» **Excerpt provided**
--- start ---

If you have functions for this already it would be easy to use the following sequence in your program:

Motor[1].ProgJogPos = {your calculation}

Jog1=*

You could incorporate this into a subroutine with variables to pass the data in and out.

Posted

You may want to consider using the kinematics subroutines to convert between your magnification values and the matching motor positions.

 

The forward kinematic subroutine would convert from motor position to magnification ("axis") value. This would be used for reporting purposes. (It is also needed to compute present "axis" value when starting a motion program.

 

The inverse kinematic subroutine would convert from magnification value to motor position. When you command an axis value, this is used to compute the underlying motor position.

 

The mathematical functions in these two subroutines must be exact inverses of each other, so for any position you can convert back and forth and end up with the same value.

Posted

My model functions are not exact inverses of each other and so they do not convert back and forth exactly. Going full circle, from desired magnification to motor counts and then back to indicated magnification introduces errors of up to about plus and minus 0.7% which may or may not be acceptable to my customer. The models are higher order polynomial functions and I can't invert them exactly. That's why I liked the idea of the PPMAC compensation tables and the fact that they perform an interpolation that passes through the known points. The thought of "pinning" the interpolation exactly at the 12 or so known data points is attractive. So here are several key questions.

1. If I were to use compensation tables to get from mag to motor units, is there a way to get back? IE: are compensation tables bi-directional or invertible so that I can get from an arbitrary actual motor count back to a corresponding magnification?

 

2. I think compensation tables require equidistant spacing of the data points do they not? If so, then I'm not really pinning to known points, I'd be pinning the PPMAC interpolation to equidistant points that I manually interpolated from my non equidistant data points.

 

3. Given that I probably cannot come up with mathematical functions that are exact inverses of each other, does this rule out the use of kinematic subroutines suggested above?

--- end ---

» **Excerpted data**
--- start ---

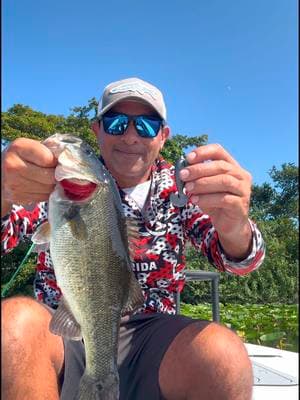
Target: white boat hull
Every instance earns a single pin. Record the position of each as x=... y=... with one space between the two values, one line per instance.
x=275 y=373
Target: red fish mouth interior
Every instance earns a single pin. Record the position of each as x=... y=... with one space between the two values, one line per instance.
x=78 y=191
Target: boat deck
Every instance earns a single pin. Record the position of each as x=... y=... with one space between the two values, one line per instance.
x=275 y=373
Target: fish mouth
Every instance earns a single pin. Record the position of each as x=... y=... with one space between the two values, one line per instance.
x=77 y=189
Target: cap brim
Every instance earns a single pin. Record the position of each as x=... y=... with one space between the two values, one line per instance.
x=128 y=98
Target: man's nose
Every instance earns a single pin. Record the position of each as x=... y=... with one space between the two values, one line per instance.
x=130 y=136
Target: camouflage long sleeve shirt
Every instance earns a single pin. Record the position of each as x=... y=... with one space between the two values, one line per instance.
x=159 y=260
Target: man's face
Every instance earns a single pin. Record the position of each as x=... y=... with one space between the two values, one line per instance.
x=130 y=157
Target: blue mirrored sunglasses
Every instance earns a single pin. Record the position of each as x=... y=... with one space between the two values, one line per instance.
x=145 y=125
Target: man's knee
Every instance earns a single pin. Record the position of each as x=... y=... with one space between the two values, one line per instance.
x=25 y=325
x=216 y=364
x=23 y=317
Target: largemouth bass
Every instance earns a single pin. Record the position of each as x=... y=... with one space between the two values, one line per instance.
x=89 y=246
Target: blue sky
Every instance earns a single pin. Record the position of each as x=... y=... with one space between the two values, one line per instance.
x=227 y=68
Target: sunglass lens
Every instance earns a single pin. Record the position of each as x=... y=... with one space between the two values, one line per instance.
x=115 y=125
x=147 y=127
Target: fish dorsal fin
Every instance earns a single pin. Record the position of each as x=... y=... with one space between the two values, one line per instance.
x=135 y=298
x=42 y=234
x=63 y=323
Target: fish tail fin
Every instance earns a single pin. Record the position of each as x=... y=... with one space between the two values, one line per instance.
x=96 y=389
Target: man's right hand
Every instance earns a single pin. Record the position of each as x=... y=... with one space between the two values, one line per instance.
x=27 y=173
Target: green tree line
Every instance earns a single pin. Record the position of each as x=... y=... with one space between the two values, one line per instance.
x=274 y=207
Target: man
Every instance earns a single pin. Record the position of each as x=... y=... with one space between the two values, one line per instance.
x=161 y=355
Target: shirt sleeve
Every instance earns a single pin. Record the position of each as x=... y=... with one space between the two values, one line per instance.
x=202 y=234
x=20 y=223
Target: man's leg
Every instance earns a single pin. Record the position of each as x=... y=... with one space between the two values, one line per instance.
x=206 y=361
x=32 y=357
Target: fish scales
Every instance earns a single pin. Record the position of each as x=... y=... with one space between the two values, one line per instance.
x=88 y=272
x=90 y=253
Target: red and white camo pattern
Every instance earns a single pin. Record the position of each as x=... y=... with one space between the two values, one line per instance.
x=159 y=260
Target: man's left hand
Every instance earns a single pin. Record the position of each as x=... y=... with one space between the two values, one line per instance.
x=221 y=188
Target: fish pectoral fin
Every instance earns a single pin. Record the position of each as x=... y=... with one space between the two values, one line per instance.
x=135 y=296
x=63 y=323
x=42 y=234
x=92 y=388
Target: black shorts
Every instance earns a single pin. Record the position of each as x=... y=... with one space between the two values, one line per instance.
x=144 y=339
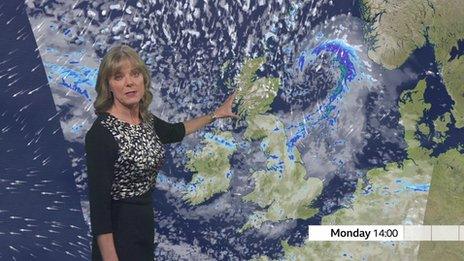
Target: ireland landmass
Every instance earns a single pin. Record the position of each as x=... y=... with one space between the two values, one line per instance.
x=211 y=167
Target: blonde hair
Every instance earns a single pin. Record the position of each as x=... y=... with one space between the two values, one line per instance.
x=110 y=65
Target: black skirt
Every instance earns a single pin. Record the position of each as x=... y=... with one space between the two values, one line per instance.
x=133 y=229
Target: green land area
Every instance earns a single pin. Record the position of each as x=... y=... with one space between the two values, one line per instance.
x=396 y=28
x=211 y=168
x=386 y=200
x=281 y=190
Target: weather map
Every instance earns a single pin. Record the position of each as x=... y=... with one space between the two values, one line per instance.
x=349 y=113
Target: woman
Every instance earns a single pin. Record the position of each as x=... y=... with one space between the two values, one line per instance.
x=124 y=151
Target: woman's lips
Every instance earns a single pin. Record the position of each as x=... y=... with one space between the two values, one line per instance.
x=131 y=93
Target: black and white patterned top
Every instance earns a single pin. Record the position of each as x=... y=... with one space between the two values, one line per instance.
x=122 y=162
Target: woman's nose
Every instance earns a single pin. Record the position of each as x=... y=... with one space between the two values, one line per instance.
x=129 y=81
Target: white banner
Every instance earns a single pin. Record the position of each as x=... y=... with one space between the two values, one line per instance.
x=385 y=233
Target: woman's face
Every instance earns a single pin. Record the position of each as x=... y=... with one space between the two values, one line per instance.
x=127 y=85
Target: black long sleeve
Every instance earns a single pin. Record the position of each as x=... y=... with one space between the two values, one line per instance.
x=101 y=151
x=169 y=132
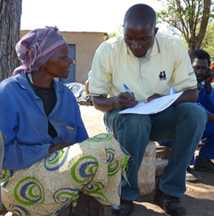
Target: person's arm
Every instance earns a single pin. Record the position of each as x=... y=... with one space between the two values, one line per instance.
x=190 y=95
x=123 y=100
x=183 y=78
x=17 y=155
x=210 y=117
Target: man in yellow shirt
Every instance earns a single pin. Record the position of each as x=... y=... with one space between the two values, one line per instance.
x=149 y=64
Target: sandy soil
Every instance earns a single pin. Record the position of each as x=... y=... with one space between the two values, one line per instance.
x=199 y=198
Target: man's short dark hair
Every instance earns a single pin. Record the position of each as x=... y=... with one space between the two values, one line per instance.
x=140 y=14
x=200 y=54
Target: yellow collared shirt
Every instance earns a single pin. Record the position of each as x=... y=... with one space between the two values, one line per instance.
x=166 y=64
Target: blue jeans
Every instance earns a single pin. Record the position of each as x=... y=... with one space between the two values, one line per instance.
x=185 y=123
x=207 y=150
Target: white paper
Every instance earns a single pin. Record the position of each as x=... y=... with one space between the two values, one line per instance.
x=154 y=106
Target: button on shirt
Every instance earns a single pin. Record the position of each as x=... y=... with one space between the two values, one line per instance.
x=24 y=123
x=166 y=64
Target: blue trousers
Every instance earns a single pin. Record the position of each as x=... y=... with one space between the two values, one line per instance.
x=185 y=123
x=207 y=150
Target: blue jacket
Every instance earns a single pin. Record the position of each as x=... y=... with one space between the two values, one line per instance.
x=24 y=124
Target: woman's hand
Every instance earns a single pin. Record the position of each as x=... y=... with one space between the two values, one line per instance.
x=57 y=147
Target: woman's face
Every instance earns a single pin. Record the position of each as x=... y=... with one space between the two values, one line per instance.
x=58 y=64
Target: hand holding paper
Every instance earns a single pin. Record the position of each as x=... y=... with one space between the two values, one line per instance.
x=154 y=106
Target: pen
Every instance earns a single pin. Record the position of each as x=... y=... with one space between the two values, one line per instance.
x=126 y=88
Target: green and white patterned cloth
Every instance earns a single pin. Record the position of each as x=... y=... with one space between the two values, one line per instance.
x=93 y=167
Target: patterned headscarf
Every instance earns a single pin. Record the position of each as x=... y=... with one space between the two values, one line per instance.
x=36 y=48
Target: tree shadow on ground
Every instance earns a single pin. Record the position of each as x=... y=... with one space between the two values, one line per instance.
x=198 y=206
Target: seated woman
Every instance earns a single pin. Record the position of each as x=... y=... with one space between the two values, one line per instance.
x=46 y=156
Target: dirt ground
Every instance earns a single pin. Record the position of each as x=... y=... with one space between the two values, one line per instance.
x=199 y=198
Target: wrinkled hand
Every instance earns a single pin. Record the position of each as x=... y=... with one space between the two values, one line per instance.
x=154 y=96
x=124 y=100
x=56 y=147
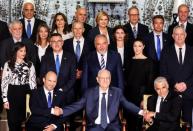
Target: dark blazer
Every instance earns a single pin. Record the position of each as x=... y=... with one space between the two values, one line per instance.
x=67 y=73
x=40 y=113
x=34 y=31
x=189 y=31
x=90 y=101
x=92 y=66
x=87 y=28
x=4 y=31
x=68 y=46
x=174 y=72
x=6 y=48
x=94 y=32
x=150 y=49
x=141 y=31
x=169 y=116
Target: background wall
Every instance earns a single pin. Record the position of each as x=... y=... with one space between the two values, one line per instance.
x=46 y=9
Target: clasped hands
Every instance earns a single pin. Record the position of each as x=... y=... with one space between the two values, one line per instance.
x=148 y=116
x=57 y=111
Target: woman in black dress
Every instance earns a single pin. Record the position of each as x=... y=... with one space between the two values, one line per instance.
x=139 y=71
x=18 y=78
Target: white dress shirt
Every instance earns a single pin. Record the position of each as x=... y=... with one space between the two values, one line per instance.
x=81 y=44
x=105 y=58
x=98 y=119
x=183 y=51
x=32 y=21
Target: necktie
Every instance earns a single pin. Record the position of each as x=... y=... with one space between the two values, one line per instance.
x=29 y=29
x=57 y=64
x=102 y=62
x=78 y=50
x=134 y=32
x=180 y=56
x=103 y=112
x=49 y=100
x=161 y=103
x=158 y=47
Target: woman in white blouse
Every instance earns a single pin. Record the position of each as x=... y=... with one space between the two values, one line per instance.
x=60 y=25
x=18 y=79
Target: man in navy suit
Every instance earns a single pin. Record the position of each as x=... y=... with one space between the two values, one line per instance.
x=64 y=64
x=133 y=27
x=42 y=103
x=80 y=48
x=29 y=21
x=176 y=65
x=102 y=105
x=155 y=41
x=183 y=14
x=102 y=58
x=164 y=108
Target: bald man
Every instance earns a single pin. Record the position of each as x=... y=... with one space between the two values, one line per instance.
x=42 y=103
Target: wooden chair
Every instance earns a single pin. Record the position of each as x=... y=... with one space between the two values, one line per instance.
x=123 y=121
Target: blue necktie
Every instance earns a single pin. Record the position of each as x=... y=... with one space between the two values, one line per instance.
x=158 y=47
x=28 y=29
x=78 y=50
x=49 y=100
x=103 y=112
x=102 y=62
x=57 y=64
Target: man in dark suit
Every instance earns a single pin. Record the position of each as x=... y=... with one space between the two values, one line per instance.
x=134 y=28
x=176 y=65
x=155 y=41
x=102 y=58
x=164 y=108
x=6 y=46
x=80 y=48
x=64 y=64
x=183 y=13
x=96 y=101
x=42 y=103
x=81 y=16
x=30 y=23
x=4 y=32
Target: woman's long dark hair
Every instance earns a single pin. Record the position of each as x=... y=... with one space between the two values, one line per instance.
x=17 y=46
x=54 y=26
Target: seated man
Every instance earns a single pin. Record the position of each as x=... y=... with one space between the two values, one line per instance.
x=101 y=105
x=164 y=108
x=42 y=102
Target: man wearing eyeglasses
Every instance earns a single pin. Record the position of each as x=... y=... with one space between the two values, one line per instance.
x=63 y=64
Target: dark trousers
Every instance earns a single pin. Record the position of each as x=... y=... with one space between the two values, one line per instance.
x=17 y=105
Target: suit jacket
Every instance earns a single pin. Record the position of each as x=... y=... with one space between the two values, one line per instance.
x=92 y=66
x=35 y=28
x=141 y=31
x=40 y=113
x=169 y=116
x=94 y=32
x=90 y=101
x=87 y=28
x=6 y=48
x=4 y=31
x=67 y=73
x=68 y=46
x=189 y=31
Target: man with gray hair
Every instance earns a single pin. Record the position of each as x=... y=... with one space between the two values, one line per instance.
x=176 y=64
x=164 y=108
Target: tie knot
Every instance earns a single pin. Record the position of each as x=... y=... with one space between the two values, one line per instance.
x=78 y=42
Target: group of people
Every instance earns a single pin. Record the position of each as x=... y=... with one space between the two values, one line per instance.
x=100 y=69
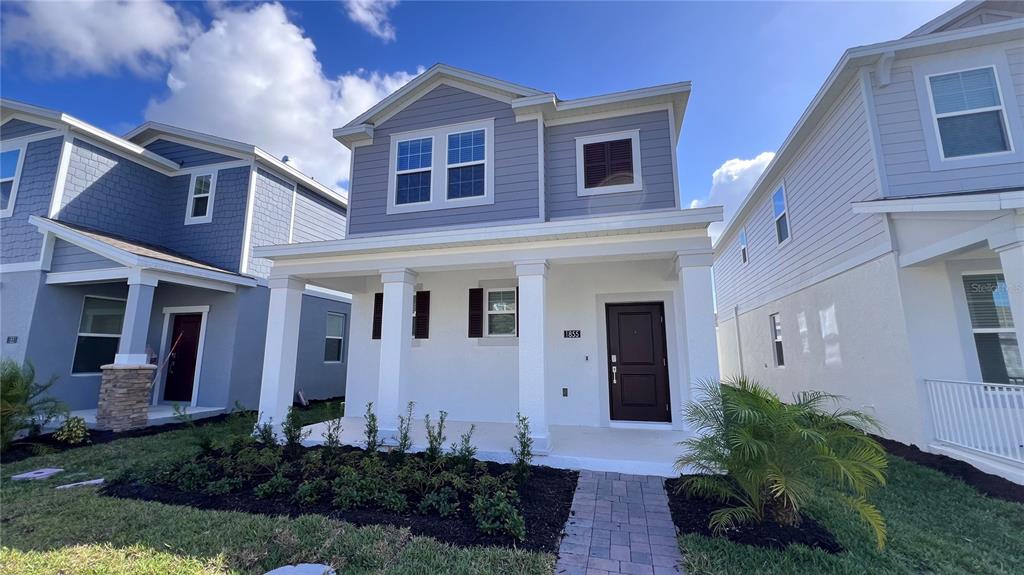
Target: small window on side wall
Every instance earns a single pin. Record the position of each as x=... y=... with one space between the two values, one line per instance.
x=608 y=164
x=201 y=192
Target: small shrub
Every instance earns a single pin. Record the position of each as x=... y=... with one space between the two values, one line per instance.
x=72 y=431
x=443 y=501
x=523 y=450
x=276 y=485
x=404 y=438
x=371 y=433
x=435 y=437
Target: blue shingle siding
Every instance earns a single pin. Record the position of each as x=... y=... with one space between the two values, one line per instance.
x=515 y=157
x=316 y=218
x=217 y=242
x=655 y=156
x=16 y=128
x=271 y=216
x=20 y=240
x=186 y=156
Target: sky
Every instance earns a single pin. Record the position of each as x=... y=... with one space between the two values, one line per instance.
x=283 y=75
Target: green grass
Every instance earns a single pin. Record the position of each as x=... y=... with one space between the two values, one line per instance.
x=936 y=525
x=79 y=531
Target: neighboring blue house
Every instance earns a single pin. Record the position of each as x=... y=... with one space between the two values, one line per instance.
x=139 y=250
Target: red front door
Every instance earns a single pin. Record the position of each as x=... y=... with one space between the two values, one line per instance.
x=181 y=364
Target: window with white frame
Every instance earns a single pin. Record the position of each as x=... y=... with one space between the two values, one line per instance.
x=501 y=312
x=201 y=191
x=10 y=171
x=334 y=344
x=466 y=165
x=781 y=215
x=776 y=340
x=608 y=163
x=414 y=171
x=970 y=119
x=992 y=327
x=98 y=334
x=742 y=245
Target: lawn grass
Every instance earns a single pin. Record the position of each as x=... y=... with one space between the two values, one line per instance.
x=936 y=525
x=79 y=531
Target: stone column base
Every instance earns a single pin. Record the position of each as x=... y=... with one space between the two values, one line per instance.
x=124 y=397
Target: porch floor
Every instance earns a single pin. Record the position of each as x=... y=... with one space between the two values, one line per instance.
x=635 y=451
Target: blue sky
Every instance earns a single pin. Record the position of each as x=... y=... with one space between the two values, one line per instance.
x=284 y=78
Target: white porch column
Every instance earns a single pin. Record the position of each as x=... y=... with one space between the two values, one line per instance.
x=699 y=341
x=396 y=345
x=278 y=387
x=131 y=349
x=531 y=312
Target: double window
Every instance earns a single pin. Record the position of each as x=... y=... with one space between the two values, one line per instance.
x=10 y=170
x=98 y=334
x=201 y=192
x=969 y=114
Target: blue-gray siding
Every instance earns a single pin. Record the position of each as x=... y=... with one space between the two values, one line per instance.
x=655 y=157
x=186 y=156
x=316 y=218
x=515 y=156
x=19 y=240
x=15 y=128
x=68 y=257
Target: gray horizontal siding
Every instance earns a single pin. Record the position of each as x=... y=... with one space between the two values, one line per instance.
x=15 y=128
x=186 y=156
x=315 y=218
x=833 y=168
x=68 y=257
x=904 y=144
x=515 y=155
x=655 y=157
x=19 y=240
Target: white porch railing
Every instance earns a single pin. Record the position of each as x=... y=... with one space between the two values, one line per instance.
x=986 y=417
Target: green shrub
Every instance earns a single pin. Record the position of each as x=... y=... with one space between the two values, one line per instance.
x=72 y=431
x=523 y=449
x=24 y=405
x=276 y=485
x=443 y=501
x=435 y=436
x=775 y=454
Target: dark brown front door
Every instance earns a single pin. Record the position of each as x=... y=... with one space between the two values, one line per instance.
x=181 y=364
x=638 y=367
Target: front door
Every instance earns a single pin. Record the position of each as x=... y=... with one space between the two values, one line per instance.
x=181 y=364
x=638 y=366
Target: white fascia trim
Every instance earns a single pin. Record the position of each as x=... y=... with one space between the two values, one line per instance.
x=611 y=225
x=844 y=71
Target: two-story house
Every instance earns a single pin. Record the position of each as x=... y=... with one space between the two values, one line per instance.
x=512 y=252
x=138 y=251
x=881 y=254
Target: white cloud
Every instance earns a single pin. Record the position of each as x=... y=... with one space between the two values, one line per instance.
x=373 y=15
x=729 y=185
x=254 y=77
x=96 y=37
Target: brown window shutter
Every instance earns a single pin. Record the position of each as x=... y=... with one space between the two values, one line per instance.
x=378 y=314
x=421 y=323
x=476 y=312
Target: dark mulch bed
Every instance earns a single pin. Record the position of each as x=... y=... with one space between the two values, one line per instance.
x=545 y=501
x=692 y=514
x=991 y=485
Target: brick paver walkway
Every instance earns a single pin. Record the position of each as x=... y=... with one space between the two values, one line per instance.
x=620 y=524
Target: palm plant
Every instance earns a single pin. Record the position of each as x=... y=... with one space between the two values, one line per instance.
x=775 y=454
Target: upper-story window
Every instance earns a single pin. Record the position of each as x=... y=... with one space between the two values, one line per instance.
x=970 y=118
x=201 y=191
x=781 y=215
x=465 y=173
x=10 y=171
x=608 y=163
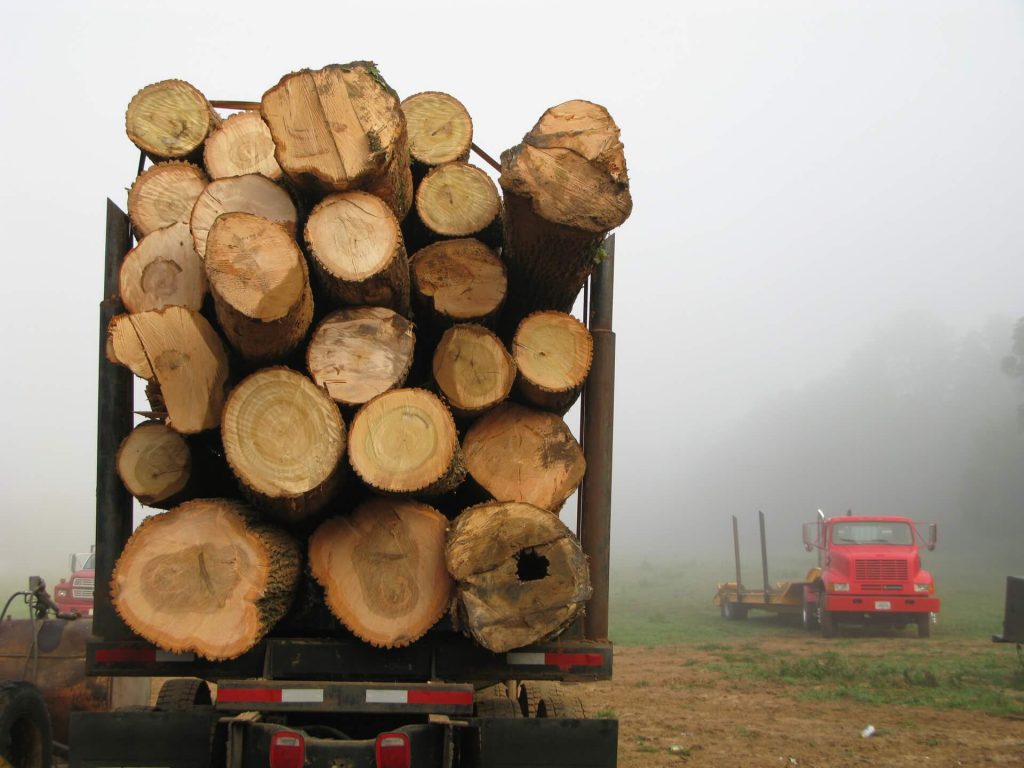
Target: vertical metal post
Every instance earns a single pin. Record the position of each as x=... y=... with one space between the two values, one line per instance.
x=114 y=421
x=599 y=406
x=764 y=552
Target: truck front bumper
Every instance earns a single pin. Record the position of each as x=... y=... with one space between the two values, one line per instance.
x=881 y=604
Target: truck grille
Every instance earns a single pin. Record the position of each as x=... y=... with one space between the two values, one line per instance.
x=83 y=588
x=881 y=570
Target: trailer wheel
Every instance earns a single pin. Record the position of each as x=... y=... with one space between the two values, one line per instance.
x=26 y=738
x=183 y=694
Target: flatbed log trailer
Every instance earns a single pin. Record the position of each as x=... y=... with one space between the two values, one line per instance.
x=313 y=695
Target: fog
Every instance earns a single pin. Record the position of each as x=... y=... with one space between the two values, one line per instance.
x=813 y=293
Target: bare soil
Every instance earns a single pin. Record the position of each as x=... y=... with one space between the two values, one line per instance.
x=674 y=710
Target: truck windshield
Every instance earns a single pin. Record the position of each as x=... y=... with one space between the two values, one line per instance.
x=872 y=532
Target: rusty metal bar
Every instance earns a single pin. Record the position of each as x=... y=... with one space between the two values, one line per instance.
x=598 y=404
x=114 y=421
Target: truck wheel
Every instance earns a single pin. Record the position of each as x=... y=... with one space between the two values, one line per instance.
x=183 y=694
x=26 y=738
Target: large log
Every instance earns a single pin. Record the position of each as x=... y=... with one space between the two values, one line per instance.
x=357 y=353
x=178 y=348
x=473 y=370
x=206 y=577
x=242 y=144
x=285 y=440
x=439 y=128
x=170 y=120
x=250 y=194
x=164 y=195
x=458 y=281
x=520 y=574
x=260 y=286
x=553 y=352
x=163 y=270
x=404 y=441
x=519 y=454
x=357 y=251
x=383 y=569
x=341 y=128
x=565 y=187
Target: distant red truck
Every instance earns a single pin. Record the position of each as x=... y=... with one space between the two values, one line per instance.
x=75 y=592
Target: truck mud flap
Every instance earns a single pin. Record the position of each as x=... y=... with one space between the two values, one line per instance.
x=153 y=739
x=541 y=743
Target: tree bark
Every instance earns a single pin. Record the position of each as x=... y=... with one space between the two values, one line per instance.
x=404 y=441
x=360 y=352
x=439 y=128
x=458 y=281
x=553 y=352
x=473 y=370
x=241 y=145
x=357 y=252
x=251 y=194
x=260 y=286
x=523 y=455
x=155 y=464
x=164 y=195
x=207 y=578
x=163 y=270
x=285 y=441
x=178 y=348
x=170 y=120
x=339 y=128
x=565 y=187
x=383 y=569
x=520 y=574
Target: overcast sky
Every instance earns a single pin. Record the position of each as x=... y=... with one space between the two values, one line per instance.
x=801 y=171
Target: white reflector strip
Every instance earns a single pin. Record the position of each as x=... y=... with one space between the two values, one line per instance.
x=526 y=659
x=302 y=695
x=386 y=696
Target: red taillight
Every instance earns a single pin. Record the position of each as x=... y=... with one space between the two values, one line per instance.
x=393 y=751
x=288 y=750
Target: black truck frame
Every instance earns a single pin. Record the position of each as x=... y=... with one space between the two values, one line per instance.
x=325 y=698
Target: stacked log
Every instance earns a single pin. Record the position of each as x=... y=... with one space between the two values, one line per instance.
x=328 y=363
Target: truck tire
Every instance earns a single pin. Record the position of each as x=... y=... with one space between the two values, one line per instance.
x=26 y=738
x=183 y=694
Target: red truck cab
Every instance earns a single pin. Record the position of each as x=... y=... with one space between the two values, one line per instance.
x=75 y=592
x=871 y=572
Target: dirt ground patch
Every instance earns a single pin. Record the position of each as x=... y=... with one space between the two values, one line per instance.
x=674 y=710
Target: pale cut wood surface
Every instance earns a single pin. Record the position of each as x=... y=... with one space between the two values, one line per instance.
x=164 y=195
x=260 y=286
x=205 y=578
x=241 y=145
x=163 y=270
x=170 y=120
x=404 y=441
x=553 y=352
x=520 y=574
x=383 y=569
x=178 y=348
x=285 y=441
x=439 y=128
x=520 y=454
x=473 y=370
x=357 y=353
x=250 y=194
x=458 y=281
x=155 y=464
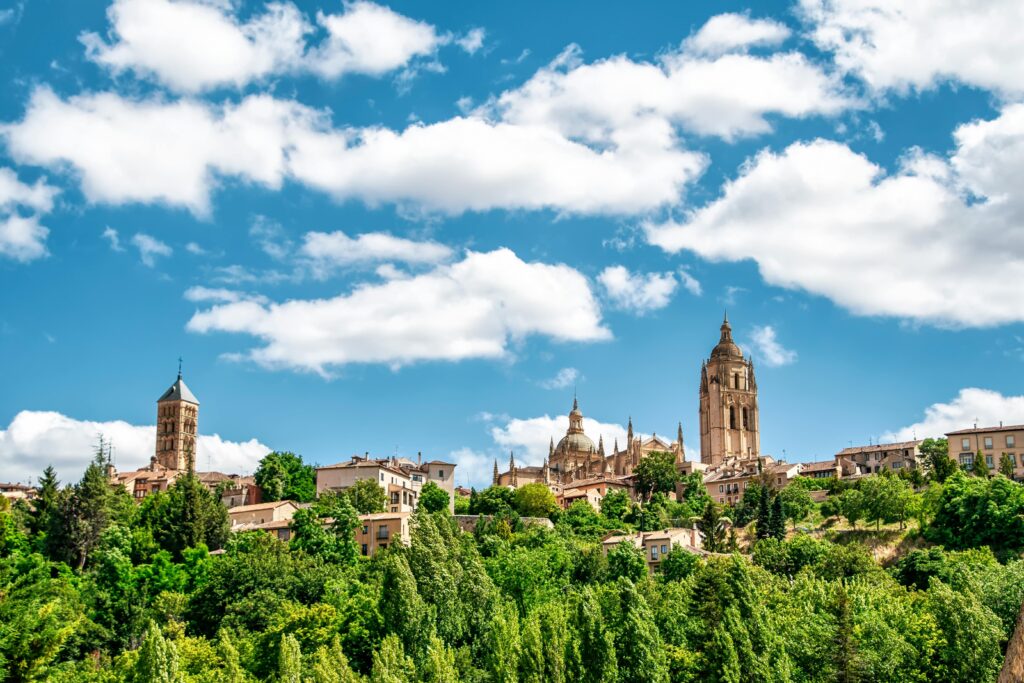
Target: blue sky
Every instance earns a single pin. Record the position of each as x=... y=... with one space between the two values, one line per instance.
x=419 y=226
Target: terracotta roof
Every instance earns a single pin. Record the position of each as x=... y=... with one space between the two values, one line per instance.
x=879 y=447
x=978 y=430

--- end ---

» **Objectives**
• 1. In the forum excerpt on converting magnification to motor position, how large are the errors when a value goes from desired magnification to motor counts and back to indicated magnification?
• 2. Extend the forum excerpt on converting magnification to motor position, beginning right after its last sentence.
The rows are not needed for either task.

» **Answers**
• 1. The errors are up to about plus and minus 0.7%.

• 2.
 

Thanks;

M Shaver

Posted

To answer your questions:

 

1. The tables have no automatic inversion function. The math to do the inversion is fairly complex for first-order interpolation; I have not even attempted it for third-order interpolation.

 

2. Yes, the tables require equally spaced points.

 

3. The problem that comes from FK and IK conversions that are not exact inverses of each other is this: At the beginning of a motion program, the FK routine is automatically called so that that starting axis position (your magnification value) is computed from the present motor position. Immediately after this, the first little programmed increment (a segment of a few milliseconds) of the commanded axis trajectory away from this starting position is converted to motor position through the IK routine.

 

If the two functions are not exact inverses of each other, there will be a jump in executing the first cubic position segment from the starting point to the first segment endpoint. If it's really bad, say due to an outright programming error in the routines, this could cause a fault. I doubt that 0.7% would cause any kind of fault, but you (and/or your customer) would have to assess whether it is tolerable or not. This could be tempered somewhat with a trajectory pre-filter acting as a low-pass.

 

I should mention that many people do an iterative solution for one of their routines, especially for the FK, so they can get it to converge very closely to the true inverse of the other function.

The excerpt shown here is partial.